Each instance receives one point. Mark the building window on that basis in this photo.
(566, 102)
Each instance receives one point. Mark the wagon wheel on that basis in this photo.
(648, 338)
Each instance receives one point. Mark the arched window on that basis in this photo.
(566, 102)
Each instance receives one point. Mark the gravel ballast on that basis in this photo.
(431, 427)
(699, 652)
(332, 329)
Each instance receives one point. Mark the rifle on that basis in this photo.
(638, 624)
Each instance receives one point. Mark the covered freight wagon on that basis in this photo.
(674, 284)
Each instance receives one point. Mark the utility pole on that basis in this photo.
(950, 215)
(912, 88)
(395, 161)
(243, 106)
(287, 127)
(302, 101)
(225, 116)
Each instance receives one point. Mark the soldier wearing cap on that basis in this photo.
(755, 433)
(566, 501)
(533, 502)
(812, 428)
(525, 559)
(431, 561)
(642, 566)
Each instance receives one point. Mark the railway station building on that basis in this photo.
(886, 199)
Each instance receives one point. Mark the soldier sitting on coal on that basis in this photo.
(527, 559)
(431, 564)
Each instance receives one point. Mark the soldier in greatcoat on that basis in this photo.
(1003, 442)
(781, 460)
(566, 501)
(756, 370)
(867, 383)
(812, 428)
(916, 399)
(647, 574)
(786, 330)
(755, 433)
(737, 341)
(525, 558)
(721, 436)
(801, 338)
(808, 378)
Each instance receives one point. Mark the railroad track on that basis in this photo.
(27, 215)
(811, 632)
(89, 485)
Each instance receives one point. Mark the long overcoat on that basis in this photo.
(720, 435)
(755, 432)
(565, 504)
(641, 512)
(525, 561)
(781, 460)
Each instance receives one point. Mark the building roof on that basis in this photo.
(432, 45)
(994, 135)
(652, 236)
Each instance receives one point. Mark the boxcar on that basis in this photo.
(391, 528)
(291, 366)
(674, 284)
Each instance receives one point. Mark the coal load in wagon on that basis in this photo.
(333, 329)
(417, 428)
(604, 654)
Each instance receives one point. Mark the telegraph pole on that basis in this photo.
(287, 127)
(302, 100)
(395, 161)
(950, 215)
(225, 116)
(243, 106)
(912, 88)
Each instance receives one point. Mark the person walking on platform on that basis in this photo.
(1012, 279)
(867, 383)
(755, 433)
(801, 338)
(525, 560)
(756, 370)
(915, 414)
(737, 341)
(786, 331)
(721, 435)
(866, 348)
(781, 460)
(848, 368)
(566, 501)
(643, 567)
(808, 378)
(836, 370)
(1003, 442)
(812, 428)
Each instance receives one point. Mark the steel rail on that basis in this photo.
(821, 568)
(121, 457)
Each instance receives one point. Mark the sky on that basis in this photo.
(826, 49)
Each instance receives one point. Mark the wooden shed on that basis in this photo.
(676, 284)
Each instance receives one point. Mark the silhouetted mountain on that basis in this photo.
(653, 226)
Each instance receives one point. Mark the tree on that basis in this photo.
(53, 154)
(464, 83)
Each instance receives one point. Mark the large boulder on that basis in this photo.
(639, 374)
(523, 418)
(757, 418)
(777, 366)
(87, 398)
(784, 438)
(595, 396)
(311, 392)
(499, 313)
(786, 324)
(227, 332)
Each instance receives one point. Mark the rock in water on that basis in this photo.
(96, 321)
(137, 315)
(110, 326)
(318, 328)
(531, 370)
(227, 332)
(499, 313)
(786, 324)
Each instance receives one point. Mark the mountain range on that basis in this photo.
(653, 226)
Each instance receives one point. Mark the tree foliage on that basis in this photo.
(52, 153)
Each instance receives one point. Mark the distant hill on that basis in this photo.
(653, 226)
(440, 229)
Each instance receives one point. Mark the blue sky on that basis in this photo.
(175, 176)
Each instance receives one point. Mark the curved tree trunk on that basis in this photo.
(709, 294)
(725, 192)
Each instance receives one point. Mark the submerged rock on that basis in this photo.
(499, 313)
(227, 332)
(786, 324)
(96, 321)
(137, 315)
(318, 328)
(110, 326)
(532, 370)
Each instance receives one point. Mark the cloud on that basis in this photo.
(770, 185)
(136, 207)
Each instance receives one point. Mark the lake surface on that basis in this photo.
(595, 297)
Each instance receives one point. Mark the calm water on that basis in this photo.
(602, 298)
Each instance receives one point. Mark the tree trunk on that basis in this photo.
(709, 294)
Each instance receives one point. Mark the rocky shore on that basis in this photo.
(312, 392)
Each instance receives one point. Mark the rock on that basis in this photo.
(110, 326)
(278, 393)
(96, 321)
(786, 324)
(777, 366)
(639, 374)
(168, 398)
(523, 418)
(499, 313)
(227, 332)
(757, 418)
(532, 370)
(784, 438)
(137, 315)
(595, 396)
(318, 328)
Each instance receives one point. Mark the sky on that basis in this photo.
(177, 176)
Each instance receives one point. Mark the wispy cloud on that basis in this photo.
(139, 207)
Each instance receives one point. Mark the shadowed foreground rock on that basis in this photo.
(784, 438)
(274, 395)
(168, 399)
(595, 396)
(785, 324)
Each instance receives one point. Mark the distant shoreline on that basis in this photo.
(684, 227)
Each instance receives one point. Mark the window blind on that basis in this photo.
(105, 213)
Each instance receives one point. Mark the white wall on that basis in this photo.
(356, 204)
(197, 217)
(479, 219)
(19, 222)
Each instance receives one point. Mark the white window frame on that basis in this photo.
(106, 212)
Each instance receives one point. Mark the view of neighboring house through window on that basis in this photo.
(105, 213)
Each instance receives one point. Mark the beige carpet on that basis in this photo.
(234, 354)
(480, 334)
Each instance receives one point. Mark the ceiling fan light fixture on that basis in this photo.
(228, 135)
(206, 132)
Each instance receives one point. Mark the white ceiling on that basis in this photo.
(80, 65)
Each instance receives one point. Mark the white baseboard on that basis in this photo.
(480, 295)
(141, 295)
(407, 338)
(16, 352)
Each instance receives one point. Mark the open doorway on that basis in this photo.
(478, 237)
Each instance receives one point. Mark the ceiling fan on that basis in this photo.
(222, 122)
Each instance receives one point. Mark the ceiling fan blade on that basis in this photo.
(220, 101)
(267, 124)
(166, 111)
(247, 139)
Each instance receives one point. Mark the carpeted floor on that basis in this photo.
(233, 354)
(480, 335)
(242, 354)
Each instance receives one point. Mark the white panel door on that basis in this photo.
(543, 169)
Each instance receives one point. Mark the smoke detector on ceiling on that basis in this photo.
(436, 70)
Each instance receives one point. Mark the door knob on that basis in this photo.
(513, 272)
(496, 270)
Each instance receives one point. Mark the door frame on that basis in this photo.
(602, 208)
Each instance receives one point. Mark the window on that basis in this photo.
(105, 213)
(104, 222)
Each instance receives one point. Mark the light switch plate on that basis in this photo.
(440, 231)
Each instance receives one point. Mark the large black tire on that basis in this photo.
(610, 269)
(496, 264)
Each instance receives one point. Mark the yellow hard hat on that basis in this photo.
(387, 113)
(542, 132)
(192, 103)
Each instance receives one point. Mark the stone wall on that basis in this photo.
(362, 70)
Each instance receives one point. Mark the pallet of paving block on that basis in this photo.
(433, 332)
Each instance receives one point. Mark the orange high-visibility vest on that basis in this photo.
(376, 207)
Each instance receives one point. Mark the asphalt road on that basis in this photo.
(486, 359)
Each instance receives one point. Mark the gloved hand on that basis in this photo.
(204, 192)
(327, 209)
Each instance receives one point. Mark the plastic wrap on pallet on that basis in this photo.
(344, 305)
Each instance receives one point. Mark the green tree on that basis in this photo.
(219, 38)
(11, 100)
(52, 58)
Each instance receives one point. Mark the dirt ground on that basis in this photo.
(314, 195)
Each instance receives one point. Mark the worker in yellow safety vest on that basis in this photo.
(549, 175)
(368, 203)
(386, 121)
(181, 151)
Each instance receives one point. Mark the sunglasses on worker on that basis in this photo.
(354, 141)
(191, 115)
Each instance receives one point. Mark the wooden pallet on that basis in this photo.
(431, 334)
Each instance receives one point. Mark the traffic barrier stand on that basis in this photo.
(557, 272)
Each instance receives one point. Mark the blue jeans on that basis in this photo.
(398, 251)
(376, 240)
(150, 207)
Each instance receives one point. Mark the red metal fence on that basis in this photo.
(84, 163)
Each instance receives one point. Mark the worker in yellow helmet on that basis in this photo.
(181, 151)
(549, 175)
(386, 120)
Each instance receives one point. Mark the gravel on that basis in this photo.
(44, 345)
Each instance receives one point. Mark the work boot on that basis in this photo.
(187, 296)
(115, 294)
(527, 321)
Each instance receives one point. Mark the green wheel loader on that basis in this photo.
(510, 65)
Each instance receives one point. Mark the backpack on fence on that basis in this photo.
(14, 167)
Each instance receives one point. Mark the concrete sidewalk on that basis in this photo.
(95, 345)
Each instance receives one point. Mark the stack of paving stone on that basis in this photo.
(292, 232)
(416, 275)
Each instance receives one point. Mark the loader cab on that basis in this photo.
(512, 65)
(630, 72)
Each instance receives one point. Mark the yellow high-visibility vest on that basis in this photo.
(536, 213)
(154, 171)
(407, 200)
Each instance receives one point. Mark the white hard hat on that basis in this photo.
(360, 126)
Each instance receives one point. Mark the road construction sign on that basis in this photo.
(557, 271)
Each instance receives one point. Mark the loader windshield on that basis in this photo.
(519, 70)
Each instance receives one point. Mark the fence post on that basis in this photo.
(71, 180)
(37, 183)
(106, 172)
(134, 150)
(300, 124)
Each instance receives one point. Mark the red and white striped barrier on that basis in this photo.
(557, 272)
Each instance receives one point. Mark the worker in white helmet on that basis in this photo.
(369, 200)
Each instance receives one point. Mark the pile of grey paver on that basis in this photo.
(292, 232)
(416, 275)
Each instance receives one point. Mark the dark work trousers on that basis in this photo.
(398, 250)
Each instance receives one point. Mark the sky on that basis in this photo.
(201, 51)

• _INSTRUCTIONS FOR THE TASK_: Lines from the one containing "Each instance receives one point. Mark the green wheel" through the final line are to be given again verbatim, with nothing before or after.

• _FINISHED ANSWER_:
Each instance receives one point. Mark the green wheel loader on that basis in this photo.
(510, 65)
Each instance receives one point. Mark the backpack on fence on that basis in this photo.
(14, 167)
Each instance receives one point. Mark the concrete sidewalk on that basis in this photo.
(95, 345)
Each instance receives one point. Mark the stack of paving stone on that basis in this photo.
(292, 232)
(416, 275)
Each instance receives one point. Mark the loader cab on that basis in this photo.
(512, 65)
(630, 72)
Each instance receives one point. Mark the yellow high-visibility vest on that basis in this photo.
(536, 213)
(154, 171)
(407, 200)
Each instance receives one point. Mark the white hard hat on that basis in this photo.
(360, 126)
Each instance receives one point. Mark the road construction sign on that basis in this photo.
(557, 271)
Each instance receives one point. Mark the loader windshield on that basis in this photo.
(519, 70)
Each instance receives one point. Mark the fence post on that basis in this photo.
(71, 180)
(37, 183)
(106, 172)
(134, 150)
(300, 124)
Each instance receives one point. Mark the red and white striped barrier on that basis in this photo.
(557, 272)
Each instance receives one point. Mark the worker in white helmet on that basis in this photo.
(369, 200)
Each instance receives one point. Mark the pile of grey paver on that basis in this photo.
(292, 232)
(416, 275)
Each instance receives one point. Mark the dark work trousers on that basis in this photo.
(398, 250)
Each instance receives one point. Mark the sky on that basis in this photo.
(201, 51)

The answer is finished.